**Activity**
If a line appears in the data below, it must appear in your answer exactly as given.

*** Opening Dataset records ***

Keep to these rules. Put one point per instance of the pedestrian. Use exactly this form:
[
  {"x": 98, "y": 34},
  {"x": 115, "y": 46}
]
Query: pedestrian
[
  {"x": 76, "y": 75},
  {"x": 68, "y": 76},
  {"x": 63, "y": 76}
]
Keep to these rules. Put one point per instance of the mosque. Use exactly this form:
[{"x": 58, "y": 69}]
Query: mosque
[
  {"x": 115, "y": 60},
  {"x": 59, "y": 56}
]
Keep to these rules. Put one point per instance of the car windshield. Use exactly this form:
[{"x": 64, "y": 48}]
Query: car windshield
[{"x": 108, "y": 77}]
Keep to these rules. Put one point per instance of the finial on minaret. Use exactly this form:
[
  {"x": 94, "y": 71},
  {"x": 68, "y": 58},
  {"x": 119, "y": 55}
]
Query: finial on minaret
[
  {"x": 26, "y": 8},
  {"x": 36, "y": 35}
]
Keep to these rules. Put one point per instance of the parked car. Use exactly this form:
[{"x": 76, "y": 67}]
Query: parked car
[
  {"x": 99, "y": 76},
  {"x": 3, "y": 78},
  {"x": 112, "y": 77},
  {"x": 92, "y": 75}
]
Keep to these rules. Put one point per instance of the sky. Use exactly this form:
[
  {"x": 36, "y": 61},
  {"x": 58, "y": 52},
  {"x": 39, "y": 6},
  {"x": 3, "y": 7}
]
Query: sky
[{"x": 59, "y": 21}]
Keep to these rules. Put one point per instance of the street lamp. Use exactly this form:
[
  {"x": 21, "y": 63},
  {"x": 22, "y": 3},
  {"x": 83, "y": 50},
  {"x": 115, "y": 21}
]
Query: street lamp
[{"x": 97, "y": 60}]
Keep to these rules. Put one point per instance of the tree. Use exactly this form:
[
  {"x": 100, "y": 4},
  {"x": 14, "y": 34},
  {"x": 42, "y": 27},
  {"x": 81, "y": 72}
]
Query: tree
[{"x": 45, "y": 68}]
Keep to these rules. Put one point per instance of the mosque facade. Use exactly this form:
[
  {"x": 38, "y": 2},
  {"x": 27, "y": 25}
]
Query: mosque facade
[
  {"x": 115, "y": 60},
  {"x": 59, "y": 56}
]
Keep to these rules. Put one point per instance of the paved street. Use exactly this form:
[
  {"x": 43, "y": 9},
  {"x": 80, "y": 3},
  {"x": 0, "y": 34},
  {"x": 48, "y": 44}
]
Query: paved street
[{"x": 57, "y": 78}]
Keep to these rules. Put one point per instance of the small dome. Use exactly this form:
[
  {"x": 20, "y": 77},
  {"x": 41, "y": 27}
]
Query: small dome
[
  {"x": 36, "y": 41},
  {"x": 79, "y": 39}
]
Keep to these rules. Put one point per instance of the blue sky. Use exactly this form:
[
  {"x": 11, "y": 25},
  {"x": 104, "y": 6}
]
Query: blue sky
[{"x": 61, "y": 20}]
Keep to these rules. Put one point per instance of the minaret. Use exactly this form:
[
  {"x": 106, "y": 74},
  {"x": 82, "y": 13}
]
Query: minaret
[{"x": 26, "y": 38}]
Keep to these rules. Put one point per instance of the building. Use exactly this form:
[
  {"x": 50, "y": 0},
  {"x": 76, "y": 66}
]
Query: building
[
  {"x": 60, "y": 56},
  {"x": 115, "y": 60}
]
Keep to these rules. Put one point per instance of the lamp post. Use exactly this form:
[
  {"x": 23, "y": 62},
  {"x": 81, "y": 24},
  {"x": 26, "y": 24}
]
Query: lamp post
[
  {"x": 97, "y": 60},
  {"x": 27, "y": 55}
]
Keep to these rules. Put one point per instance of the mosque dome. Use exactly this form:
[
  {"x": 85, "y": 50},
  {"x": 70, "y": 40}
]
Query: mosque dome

*** Closing Dataset records ***

**Completed task**
Keep to these rules. Put one point per instance of the pedestrian. Use exactly this form:
[
  {"x": 98, "y": 34},
  {"x": 115, "y": 46}
]
Query: pedestrian
[
  {"x": 76, "y": 75},
  {"x": 68, "y": 76},
  {"x": 63, "y": 76}
]
Keep to these rules. Put one point per instance of the mosque. Use exactly this form:
[{"x": 58, "y": 69}]
Query: mosque
[
  {"x": 115, "y": 60},
  {"x": 59, "y": 56}
]
Keep to these rules. Put one point per instance of the car windshield. Use exactly this form:
[{"x": 64, "y": 48}]
Query: car windshield
[{"x": 108, "y": 77}]
Keep to these rules. Put one point per instance of the finial on minaret. Use exactly this form:
[
  {"x": 94, "y": 71},
  {"x": 68, "y": 58},
  {"x": 119, "y": 55}
]
Query: finial on minaret
[
  {"x": 26, "y": 8},
  {"x": 36, "y": 35}
]
Keep to these rules. Put one point per instance of the parked car. Use exactly this form:
[{"x": 76, "y": 67}]
Query: parked car
[
  {"x": 99, "y": 76},
  {"x": 3, "y": 78},
  {"x": 112, "y": 77},
  {"x": 92, "y": 75}
]
Keep to these rules. Put one point per instance of the sky. Use exactly this form:
[
  {"x": 36, "y": 61},
  {"x": 58, "y": 52},
  {"x": 39, "y": 6},
  {"x": 3, "y": 7}
]
Query: sky
[{"x": 59, "y": 21}]
Keep to these rules. Put one point per instance of the street lamp. Use exactly this form:
[
  {"x": 21, "y": 63},
  {"x": 22, "y": 3},
  {"x": 83, "y": 50},
  {"x": 115, "y": 21}
]
Query: street lamp
[{"x": 97, "y": 60}]
Keep to these rules. Put one point per instance of the tree. Use exactly this form:
[
  {"x": 100, "y": 4},
  {"x": 14, "y": 34},
  {"x": 42, "y": 27},
  {"x": 81, "y": 72}
]
Query: tree
[{"x": 45, "y": 68}]
Keep to these rules. Put one point per instance of the mosque facade. Use exactly this form:
[
  {"x": 38, "y": 2},
  {"x": 27, "y": 25}
]
Query: mosque facade
[
  {"x": 115, "y": 60},
  {"x": 59, "y": 56}
]
Keep to these rules. Put one point per instance of the paved street. Use exactly this form:
[
  {"x": 43, "y": 9},
  {"x": 80, "y": 3},
  {"x": 0, "y": 34},
  {"x": 48, "y": 44}
]
Query: paved street
[{"x": 57, "y": 78}]
Keep to these rules. Put one point per instance of the small dome. Use exactly this form:
[
  {"x": 20, "y": 77},
  {"x": 41, "y": 27}
]
Query: small dome
[
  {"x": 36, "y": 41},
  {"x": 79, "y": 39}
]
Keep to these rules. Put one point per instance of the blue sky. Use exactly this form:
[
  {"x": 11, "y": 25},
  {"x": 104, "y": 6}
]
Query: blue sky
[{"x": 61, "y": 20}]
Keep to these rules. Put one point per instance of the minaret. Use exactly this form:
[
  {"x": 106, "y": 74},
  {"x": 82, "y": 13}
]
Query: minaret
[{"x": 26, "y": 38}]
Keep to these rules. Put one point per instance of the building. Use exactly this form:
[
  {"x": 50, "y": 0},
  {"x": 76, "y": 66}
]
Query: building
[
  {"x": 60, "y": 56},
  {"x": 115, "y": 60}
]
Keep to these rules. Put one point per instance of the lamp post. Use exactly this form:
[
  {"x": 23, "y": 62},
  {"x": 81, "y": 24},
  {"x": 26, "y": 24}
]
Query: lamp post
[
  {"x": 97, "y": 60},
  {"x": 27, "y": 55}
]
Keep to these rules. Put one point per instance of the mosque dome. Use exactly this form:
[
  {"x": 85, "y": 50},
  {"x": 70, "y": 40}
]
Query: mosque dome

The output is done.